→ TASK STATEMENT: Extract every line of the records below verbatim, leaving the pictures out of your answer.

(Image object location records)

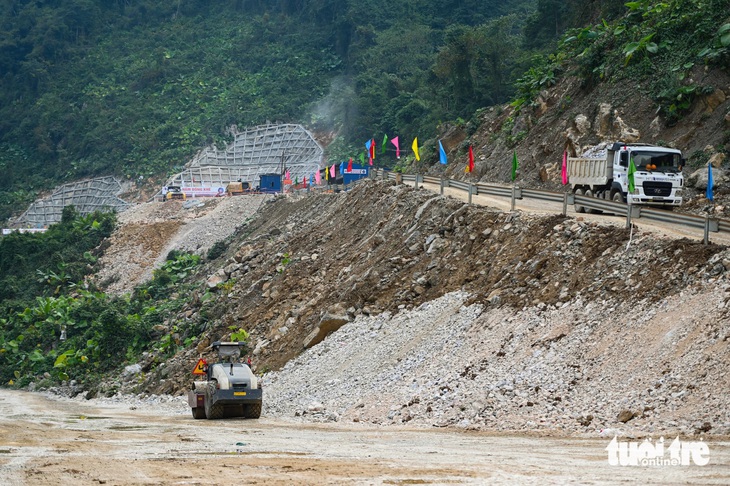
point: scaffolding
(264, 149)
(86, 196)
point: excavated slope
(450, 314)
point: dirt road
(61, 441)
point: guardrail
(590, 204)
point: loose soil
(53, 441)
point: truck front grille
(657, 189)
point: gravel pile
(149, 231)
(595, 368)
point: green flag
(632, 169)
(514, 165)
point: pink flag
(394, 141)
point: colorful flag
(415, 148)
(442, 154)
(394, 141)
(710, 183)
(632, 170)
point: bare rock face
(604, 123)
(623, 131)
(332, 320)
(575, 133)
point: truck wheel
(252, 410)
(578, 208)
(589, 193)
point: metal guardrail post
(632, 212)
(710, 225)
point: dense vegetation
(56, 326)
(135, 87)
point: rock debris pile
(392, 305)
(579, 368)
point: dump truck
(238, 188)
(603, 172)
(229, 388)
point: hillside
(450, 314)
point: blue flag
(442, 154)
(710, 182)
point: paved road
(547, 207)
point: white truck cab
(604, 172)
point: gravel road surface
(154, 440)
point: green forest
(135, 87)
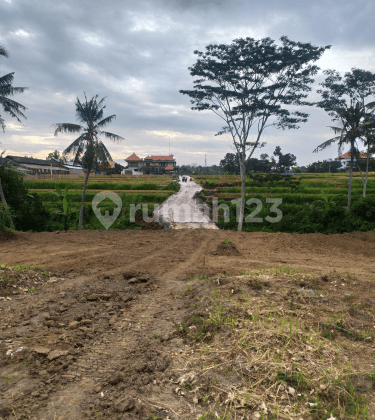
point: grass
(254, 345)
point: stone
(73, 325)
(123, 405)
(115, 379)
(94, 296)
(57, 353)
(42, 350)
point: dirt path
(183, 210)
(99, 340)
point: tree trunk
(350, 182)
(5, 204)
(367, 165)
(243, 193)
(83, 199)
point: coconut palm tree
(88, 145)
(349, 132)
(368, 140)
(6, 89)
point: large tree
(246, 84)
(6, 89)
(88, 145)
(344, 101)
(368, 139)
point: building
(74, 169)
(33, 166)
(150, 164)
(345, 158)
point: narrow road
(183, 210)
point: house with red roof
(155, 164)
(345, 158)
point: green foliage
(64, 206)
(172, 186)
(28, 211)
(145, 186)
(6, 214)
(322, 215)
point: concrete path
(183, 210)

→ ANSWER TO THE TASK:
point: scaffolding
(264, 149)
(86, 196)
point: excavated slope
(450, 314)
point: dirt road
(61, 441)
point: guardrail
(590, 204)
point: loose soil
(53, 441)
point: truck front grille
(657, 189)
point: gravel pile
(149, 231)
(595, 368)
point: green flag
(632, 169)
(514, 165)
point: pink flag
(394, 141)
point: colorful flag
(415, 148)
(442, 154)
(394, 141)
(710, 183)
(632, 170)
point: bare rock face
(604, 123)
(623, 131)
(332, 320)
(575, 133)
point: truck wheel
(252, 410)
(578, 208)
(589, 193)
point: metal guardrail post
(632, 212)
(710, 225)
point: dense vegetation
(56, 326)
(135, 87)
point: rock debris pile
(392, 305)
(579, 368)
point: dump truck
(238, 188)
(603, 172)
(229, 388)
point: hillside
(450, 314)
point: blue flag
(442, 154)
(710, 182)
point: paved road
(547, 207)
point: white truck cab
(604, 172)
point: gravel road surface
(154, 440)
point: green forest
(135, 87)
point: grass
(254, 345)
point: stone
(73, 325)
(123, 405)
(115, 379)
(94, 296)
(57, 353)
(42, 350)
point: dirt path
(183, 210)
(99, 340)
point: tree trunk
(350, 182)
(5, 204)
(367, 165)
(243, 193)
(83, 199)
point: coconut palm tree
(88, 145)
(349, 132)
(368, 140)
(6, 89)
point: large tree
(246, 84)
(6, 89)
(88, 145)
(344, 101)
(368, 139)
point: building
(74, 169)
(33, 166)
(150, 164)
(345, 158)
point: narrow road
(183, 210)
point: house with red roof
(155, 164)
(345, 158)
point: green foliage
(64, 206)
(172, 186)
(28, 211)
(145, 186)
(6, 214)
(322, 215)
point: concrete path
(183, 210)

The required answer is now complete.